(Dataset excerpts)
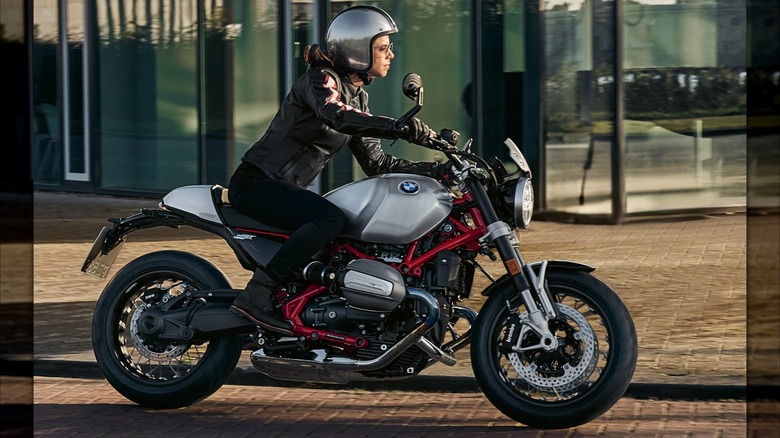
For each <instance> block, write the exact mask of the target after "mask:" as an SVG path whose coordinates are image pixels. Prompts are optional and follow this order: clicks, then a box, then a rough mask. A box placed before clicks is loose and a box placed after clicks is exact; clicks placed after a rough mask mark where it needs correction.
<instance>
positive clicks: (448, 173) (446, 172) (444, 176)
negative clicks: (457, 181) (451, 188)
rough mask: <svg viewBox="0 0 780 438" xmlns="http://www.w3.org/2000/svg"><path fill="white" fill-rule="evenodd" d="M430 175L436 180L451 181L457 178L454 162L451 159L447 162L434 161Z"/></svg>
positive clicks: (451, 181)
mask: <svg viewBox="0 0 780 438" xmlns="http://www.w3.org/2000/svg"><path fill="white" fill-rule="evenodd" d="M430 176H431V178H433V179H435V180H439V181H441V182H445V183H451V182H452V181H454V180H455V175H454V174H453V173H452V163H451V162H449V161H447V162H446V163H433V169H431V173H430Z"/></svg>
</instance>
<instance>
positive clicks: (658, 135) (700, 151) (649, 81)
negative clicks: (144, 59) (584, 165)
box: [623, 0, 747, 213]
mask: <svg viewBox="0 0 780 438" xmlns="http://www.w3.org/2000/svg"><path fill="white" fill-rule="evenodd" d="M745 29H746V27H745V1H744V0H718V1H700V2H657V1H652V0H638V1H635V0H631V1H628V0H625V9H624V26H623V34H624V46H623V51H624V66H623V81H624V88H625V115H624V132H625V175H626V193H627V212H628V213H640V212H651V211H663V210H679V209H691V208H693V209H698V208H714V207H731V206H740V205H745V196H746V192H745V182H746V146H745V142H746V135H745V128H746V126H745V122H746V111H747V108H746V81H745V79H746V67H745V63H746V59H745V46H744V41H745Z"/></svg>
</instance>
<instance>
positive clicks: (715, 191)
mask: <svg viewBox="0 0 780 438" xmlns="http://www.w3.org/2000/svg"><path fill="white" fill-rule="evenodd" d="M11 3H12V2H5V0H4V2H3V5H4V7H7V5H9V4H11ZM747 3H750V5H751V8H752V9H751V10H752V11H753V12H751V13H750V14H748V13H746V11H747V10H748V9H750V8H748V5H747ZM773 3H774V2H773V1H769V0H766V1H760V0H482V1H479V0H379V1H336V0H333V1H325V0H101V1H96V0H36V1H35V2H34V3H32V5H33V6H32V13H31V14H27V15H26V17H28V18H27V20H29V21H30V22H28V23H26V24H27V26H26V27H25V28H26V29H28V30H27V38H28V39H29V40H30V41H31V42H32V44H31V46H32V50H31V52H32V53H31V58H32V59H31V63H32V68H31V71H32V78H31V80H30V84H31V92H30V95H31V96H30V98H31V101H32V126H31V131H32V136H31V141H32V146H31V153H32V169H31V173H32V175H33V180H34V184H35V187H36V188H38V189H52V190H68V191H83V192H90V193H106V194H120V195H154V196H157V195H161V194H164V193H166V192H167V191H169V190H171V189H173V188H174V187H177V186H181V185H187V184H212V183H219V184H223V185H225V184H227V182H228V179H229V177H230V174H231V173H232V171H233V169H234V168H235V167H236V166H237V164H238V163H239V161H240V159H241V156H242V155H243V153H244V152H245V151H246V150H247V149H248V148H249V147H250V146H251V145H252V144H253V143H254V142H255V141H256V140H257V139H258V138H259V137H260V136H261V135H262V134H263V132H264V130H265V129H266V128H267V126H268V124H269V123H270V121H271V119H272V118H273V116H274V114H275V112H276V110H277V108H278V106H279V103H280V101H281V99H282V98H283V97H284V95H285V93H286V91H287V90H288V89H289V87H290V85H291V83H292V81H293V80H294V79H295V78H296V77H297V76H298V75H300V74H301V73H302V72H303V71H304V69H305V64H304V63H303V61H302V59H301V55H302V52H303V49H304V47H305V46H306V45H308V44H311V43H315V42H320V41H323V40H324V34H325V30H326V27H327V23H328V21H329V20H330V18H331V17H333V16H334V15H335V14H337V13H338V12H339V11H341V10H343V9H344V8H346V7H349V6H352V5H356V4H372V5H376V6H379V7H381V8H382V9H384V10H386V11H387V12H389V13H390V14H391V15H392V16H393V17H394V19H395V20H396V22H397V24H398V27H399V29H400V32H399V33H398V34H397V35H394V36H393V37H392V40H393V42H394V47H395V50H394V52H395V55H396V57H395V59H394V60H393V63H392V67H391V71H390V74H389V76H388V77H387V78H384V79H381V80H377V81H376V82H375V83H374V84H373V85H371V86H370V87H369V88H368V91H369V94H370V96H371V102H370V107H371V112H372V113H374V114H381V115H388V116H397V115H400V114H402V113H403V112H404V111H405V110H406V109H407V108H408V107H409V105H410V103H409V101H408V100H406V98H405V97H403V95H402V94H401V92H400V85H401V81H402V78H403V77H404V75H405V74H406V73H407V72H412V71H413V72H416V73H418V74H420V76H421V77H422V78H423V81H424V84H425V107H424V108H423V110H422V112H421V113H420V114H419V117H420V118H421V119H423V120H424V121H425V122H426V123H428V124H429V125H430V126H431V127H432V128H435V129H439V128H444V127H447V128H452V129H455V130H457V131H459V132H460V133H461V134H462V136H463V137H464V138H473V139H474V145H475V146H474V150H475V151H476V152H478V153H480V154H481V155H483V156H486V157H489V156H492V155H497V156H498V157H499V158H502V159H506V158H507V157H506V156H505V155H504V147H503V144H502V143H503V140H504V139H505V138H506V137H510V138H512V139H513V140H514V141H515V142H516V143H518V144H520V145H521V148H522V149H523V152H524V153H525V154H526V155H527V158H528V159H529V161H530V163H531V165H532V170H533V172H534V179H535V187H536V190H537V193H536V199H537V204H538V205H537V208H538V210H539V211H541V212H543V213H548V214H551V215H555V214H560V215H564V216H571V217H575V218H586V219H588V220H591V219H593V220H604V221H609V222H620V221H621V220H623V219H624V218H625V217H627V216H632V215H646V214H657V213H669V212H679V211H706V210H713V209H714V210H722V209H740V208H745V207H746V204H747V196H748V191H749V190H754V189H757V190H760V189H761V187H762V186H763V185H764V184H769V186H771V185H772V184H775V183H776V182H775V181H774V180H773V179H772V178H774V177H773V176H772V175H769V174H767V175H764V174H763V173H762V170H761V169H762V168H763V166H764V163H767V162H770V163H771V162H772V160H777V152H776V151H772V150H771V148H770V147H766V146H763V147H757V148H754V149H755V150H754V151H753V152H754V154H753V155H752V156H751V155H750V154H749V153H748V150H749V149H750V148H749V147H748V142H747V135H746V132H747V120H748V117H747V116H748V106H747V97H746V96H747V93H746V89H747V85H748V82H749V79H750V78H751V77H753V76H749V74H750V73H751V71H749V68H748V65H749V61H750V62H751V64H750V65H756V66H758V68H759V70H760V72H761V77H762V79H761V80H762V81H763V82H764V83H765V84H768V86H770V87H772V86H774V87H777V86H778V79H780V76H779V75H780V68H778V64H780V63H778V62H777V60H776V59H774V58H773V57H772V56H773V55H772V53H775V52H771V51H770V52H767V54H766V55H762V54H761V53H760V51H758V52H757V51H751V52H750V53H752V54H753V55H752V56H753V57H754V58H755V59H751V60H748V50H747V49H748V44H747V43H746V41H748V40H749V37H750V38H752V39H750V41H753V42H754V45H755V46H756V47H762V46H763V45H768V46H772V45H774V46H773V47H774V48H776V47H777V41H779V40H780V38H777V36H778V34H777V30H776V28H777V26H776V23H777V22H778V20H780V17H778V14H777V7H776V6H775V5H773ZM756 11H758V12H756ZM761 11H763V12H761ZM772 20H774V21H772ZM4 29H5V30H6V31H8V29H7V26H4ZM751 35H752V36H751ZM761 39H764V40H765V41H764V42H763V43H762V42H760V41H759V40H761ZM773 84H774V85H773ZM776 95H777V94H775V96H776ZM766 106H767V108H769V109H768V111H769V112H770V113H772V111H775V113H776V110H777V102H771V101H770V102H768V103H767V104H766ZM775 138H776V137H775ZM390 143H391V142H387V143H385V146H386V151H387V152H389V153H392V154H394V155H397V156H403V157H407V158H411V159H437V158H439V157H437V156H436V155H435V154H434V153H433V152H431V151H428V150H425V149H422V148H419V147H415V146H412V145H407V144H406V143H403V142H400V141H399V142H397V143H395V144H392V145H391V144H390ZM751 166H753V167H751ZM768 169H769V170H768V172H773V171H772V170H771V169H772V167H771V166H770V167H768ZM748 170H750V171H751V172H753V171H755V173H754V174H755V175H761V178H763V179H760V181H758V180H755V181H758V182H756V184H757V185H758V186H757V187H754V186H752V185H751V184H749V181H748V177H747V175H748ZM363 176H364V175H363V174H362V173H361V171H360V168H359V166H357V165H356V164H355V163H354V162H353V159H352V157H351V155H350V154H349V152H348V150H345V151H344V152H343V153H340V154H338V155H336V156H335V157H334V159H333V160H332V162H331V164H330V165H329V166H328V167H327V169H326V170H325V171H324V172H323V174H322V175H321V176H320V177H319V178H318V179H317V180H316V183H315V185H314V186H313V187H311V189H312V190H315V191H318V192H320V193H324V192H326V191H327V190H330V189H332V188H334V187H337V186H339V185H342V184H344V183H346V182H349V181H352V180H354V179H358V178H362V177H363ZM764 180H765V182H761V181H764Z"/></svg>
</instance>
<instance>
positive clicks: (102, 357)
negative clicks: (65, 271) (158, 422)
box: [92, 251, 242, 408]
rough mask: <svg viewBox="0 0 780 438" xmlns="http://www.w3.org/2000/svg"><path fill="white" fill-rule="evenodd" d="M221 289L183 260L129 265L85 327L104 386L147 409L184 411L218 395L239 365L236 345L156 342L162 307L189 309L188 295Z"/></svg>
mask: <svg viewBox="0 0 780 438" xmlns="http://www.w3.org/2000/svg"><path fill="white" fill-rule="evenodd" d="M228 288H230V283H229V282H228V280H227V279H226V278H225V276H224V274H222V273H221V272H220V271H219V269H217V268H216V267H215V266H214V265H212V264H211V263H209V262H208V261H206V260H204V259H202V258H200V257H197V256H195V255H192V254H189V253H184V252H179V251H160V252H155V253H151V254H147V255H144V256H142V257H139V258H138V259H136V260H134V261H132V262H130V263H128V264H127V265H126V266H125V267H124V268H122V269H121V270H120V271H119V272H118V273H117V274H116V276H115V277H114V278H113V279H112V280H111V281H110V282H109V283H108V285H106V288H105V289H104V290H103V293H102V294H101V296H100V299H99V300H98V303H97V305H96V307H95V314H94V317H93V320H92V347H93V350H94V352H95V358H96V359H97V362H98V365H99V366H100V368H101V370H102V371H103V373H104V374H105V376H106V379H107V380H108V382H109V383H111V385H112V386H113V387H114V388H115V389H116V390H117V391H119V392H120V393H121V394H122V395H124V396H125V397H127V398H128V399H130V400H132V401H134V402H136V403H138V404H140V405H143V406H147V407H152V408H177V407H182V406H188V405H190V404H192V403H195V402H197V401H199V400H202V399H203V398H205V397H208V396H209V395H211V394H212V393H213V392H214V391H216V390H217V389H219V387H220V386H222V383H223V382H224V381H225V379H226V378H227V376H228V375H229V374H230V373H231V372H232V371H233V369H234V368H235V366H236V363H237V362H238V359H239V357H240V354H241V346H242V339H241V337H239V336H228V337H223V338H216V339H210V340H208V341H204V342H195V343H193V342H189V341H185V340H182V339H162V338H160V337H158V336H157V334H158V333H159V329H160V325H161V324H164V321H163V320H162V318H161V315H162V313H163V312H164V306H169V307H171V310H175V309H181V308H186V307H192V308H194V307H195V306H197V305H199V304H200V303H198V302H197V301H196V300H190V299H188V298H187V295H186V294H187V293H188V292H191V291H194V290H206V289H228ZM183 294H184V295H183Z"/></svg>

## The problem:
Give again, word for word, every line from the top of the data above to the line holding "175L436 180L451 181L457", inclusive, with the pictures left out.

## Worked solution:
For each <instance> block, write the exact mask of the target after "mask:" as an SVG path whose coordinates are image pixels. Prompts are optional and follow this order: clicks, then a box, then a rough mask. A box placed before clicks is loose and a box placed after clicks is exact; clicks placed after a rough mask mark where it needs correction.
<instance>
positive clicks: (448, 173) (446, 172) (444, 176)
negative clicks: (457, 181) (451, 188)
rough mask: <svg viewBox="0 0 780 438" xmlns="http://www.w3.org/2000/svg"><path fill="white" fill-rule="evenodd" d="M430 175L436 180L451 181L457 178L454 162L451 159L447 162L434 161Z"/></svg>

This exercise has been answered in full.